-- Start Excerpted records --

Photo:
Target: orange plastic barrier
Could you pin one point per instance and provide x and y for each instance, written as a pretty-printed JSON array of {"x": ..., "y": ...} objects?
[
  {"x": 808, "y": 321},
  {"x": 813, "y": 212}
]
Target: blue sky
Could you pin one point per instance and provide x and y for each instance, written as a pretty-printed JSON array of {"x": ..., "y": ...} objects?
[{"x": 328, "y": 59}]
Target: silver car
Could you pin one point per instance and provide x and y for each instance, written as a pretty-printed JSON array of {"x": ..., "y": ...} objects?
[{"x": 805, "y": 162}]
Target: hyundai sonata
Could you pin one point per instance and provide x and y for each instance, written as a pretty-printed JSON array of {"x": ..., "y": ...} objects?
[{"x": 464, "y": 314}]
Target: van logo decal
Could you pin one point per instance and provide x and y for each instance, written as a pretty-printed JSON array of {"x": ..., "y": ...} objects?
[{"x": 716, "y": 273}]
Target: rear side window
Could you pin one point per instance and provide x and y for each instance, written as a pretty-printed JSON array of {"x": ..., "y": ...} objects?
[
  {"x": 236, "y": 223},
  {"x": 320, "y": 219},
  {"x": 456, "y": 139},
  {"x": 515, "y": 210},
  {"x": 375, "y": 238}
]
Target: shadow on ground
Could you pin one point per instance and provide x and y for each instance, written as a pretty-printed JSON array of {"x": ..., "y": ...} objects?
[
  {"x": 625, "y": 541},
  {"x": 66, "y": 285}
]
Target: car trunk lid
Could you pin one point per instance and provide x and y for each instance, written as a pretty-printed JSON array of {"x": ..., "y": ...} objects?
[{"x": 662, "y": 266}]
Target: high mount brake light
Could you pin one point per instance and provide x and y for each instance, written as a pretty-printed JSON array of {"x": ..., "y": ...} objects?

-- End Excerpted records --

Could you rewrite the rows starting at the line that contains "Target: silver car" and ending with the last row, renaming "Target" to "Object" and leaving everything else unchanged?

Object: silver car
Could you pin one point per instance and provide x and y for each instance, written as a pretty-printed JSON array of {"x": ..., "y": ...} objects?
[{"x": 805, "y": 162}]
Object: hyundai sonata
Could you pin one point per instance and provide x and y for each instance, written as a pretty-printed JSON array of {"x": ..., "y": ...} objects?
[{"x": 464, "y": 314}]
Object: van logo decal
Could you pin one point per instance and provide x and y for each instance, written as a pretty-printed JSON array of {"x": ..., "y": ...} objects?
[{"x": 716, "y": 273}]
Object: rear side window
Could you pin one point per instance and provide x and y for each instance, written as a pretty-printed JSON array of {"x": ..., "y": ...} objects?
[
  {"x": 236, "y": 223},
  {"x": 320, "y": 219},
  {"x": 456, "y": 139},
  {"x": 515, "y": 210},
  {"x": 375, "y": 238}
]
Object: shadow on ground
Could you pin one point per instance and provide x and y for each instance, written as a pretty-printed JSON array of {"x": ..., "y": ...} objects?
[
  {"x": 625, "y": 541},
  {"x": 66, "y": 285}
]
Object: car trunk lid
Could you pin one point per instance and provide x and y for each instance, written as a pretty-printed JSON array of {"x": ..., "y": ...} objects?
[{"x": 662, "y": 266}]
Object: high mount brake light
Could you pin one point per instance and provide x and y for each instance, written as a pretty-printed JSON array of {"x": ..., "y": ...} objects?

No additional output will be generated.